--- Provided text ---
######
C Program to Print a Diamond Pattern

In this article, you will learn and get code about the printing of a diamond pattern in the following ways:

Print a diamond pattern of stars

Let's create a program that asks the user to enter the row size of the upper-half diamond to print the diamond pattern of stars. For example, if the user enters 5 as the row size, then a diamond of stars of size 5*2-1 or 9 rows gets printed.

#include<stdio.h>
#include<conio.h>
int main()
{
    int i, j, row, space;
    printf("Enter Number of Rows: ");
    scanf("%d", &row);
    space = row-1;
    for(i=1; i<=row; i++)
    {
        for(j=1; j<=space; j++)
            printf(" ");
        space--;
        for(j=1; j<=(2*i-1); j++)
            printf("*");
        printf("\n");
    }
    space = 1;
    for(i=1; i<=(row-1); i++)
    {
        for(j=1; j<=space; j++)
            printf(" ");
        space++;
        for(j=1; j<=(2*(row-i)-1); j++)
            printf("*");
        printf("\n");
    }
    getch();
    return 0;
}

This program was built and runs under the Code::Blocks IDE. Here is its output:

c program print diamond pattern

Now enter the number of rows, say 10, to print a diamond pattern that expands up to the row-1 line. That is, with row number 10, it will print a diamond pattern with 9 lines, as shown in the output given below:

print diamond pattern of stars c

Program Explained

If the user enters 10 as the size of the diamond, then always remember these things to print the upper half of the diamond:

And for the diamond's lower half:

The following is the dry run of the above program: suppose user input is 10.

Print a diamond pattern of numbers

Here is another program for printing diamond-shaped numbers. In each row, the number starts with 1. The program is similar to the previous one. Except, in place of the star, print the number using a variable named "num" (initialized with 1 at the start of the program). Increment the value of num after each print.

Remember to always initialize num with 1 after the statement printf("\n"); to begin with 1 for each row.

#include<stdio.h>
#include<conio.h>
int main()
######
--- Records supplied ---
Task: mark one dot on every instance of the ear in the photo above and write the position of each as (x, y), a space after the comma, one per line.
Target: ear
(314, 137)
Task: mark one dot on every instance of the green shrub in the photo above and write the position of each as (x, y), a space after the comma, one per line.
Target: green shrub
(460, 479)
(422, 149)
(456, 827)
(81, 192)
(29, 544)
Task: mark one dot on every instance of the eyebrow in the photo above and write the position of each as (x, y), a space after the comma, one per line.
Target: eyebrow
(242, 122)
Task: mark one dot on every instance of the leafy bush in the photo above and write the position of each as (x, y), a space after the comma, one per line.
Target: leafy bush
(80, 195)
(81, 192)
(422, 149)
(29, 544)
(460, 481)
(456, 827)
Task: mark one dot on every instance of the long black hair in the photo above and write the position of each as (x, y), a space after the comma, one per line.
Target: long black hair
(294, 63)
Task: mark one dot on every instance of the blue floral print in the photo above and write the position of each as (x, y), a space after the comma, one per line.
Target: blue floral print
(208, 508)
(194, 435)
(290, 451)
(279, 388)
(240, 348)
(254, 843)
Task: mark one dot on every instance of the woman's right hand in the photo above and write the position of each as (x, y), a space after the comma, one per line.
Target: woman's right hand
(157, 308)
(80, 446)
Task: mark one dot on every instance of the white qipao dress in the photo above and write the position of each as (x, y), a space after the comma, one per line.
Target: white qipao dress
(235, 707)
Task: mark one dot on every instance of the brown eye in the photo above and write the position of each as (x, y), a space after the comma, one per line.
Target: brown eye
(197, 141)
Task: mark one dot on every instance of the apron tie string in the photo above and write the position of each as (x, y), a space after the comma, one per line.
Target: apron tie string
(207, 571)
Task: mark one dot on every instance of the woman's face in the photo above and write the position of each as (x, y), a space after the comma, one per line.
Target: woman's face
######
--- What you will do ---
A – Translate this sentence from the diamond pattern tutorial into Spanish: "In each row, the number starts with 1."
B – Retype the part of the records that opens with the line containing "Task: mark one dot on every instance of the long" and closes with the last line of the records, both ends included, character for character.
The diamond pattern tutorial and the records have nothing to do with each other.

--- Worked solutions ---
A – En cada fila, el número comienza con 1.

B –
Task: mark one dot on every instance of the long black hair in the photo above and write the position of each as (x, y), a space after the comma, one per line.
Target: long black hair
(294, 63)
Task: mark one dot on every instance of the blue floral print in the photo above and write the position of each as (x, y), a space after the comma, one per line.
Target: blue floral print
(208, 508)
(194, 435)
(290, 451)
(279, 388)
(240, 348)
(254, 843)
Task: mark one dot on every instance of the woman's right hand in the photo above and write the position of each as (x, y), a space after the comma, one per line.
Target: woman's right hand
(157, 308)
(80, 446)
Task: mark one dot on every instance of the white qipao dress in the photo above and write the position of each as (x, y), a space after the comma, one per line.
Target: white qipao dress
(235, 707)
Task: mark one dot on every instance of the brown eye in the photo above and write the position of each as (x, y), a space after the comma, one per line.
Target: brown eye
(197, 141)
Task: mark one dot on every instance of the apron tie string in the photo above and write the position of each as (x, y), a space after the comma, one per line.
Target: apron tie string
(207, 571)
Task: mark one dot on every instance of the woman's face in the photo above and write the position of each as (x, y), a space after the comma, one per line.
Target: woman's face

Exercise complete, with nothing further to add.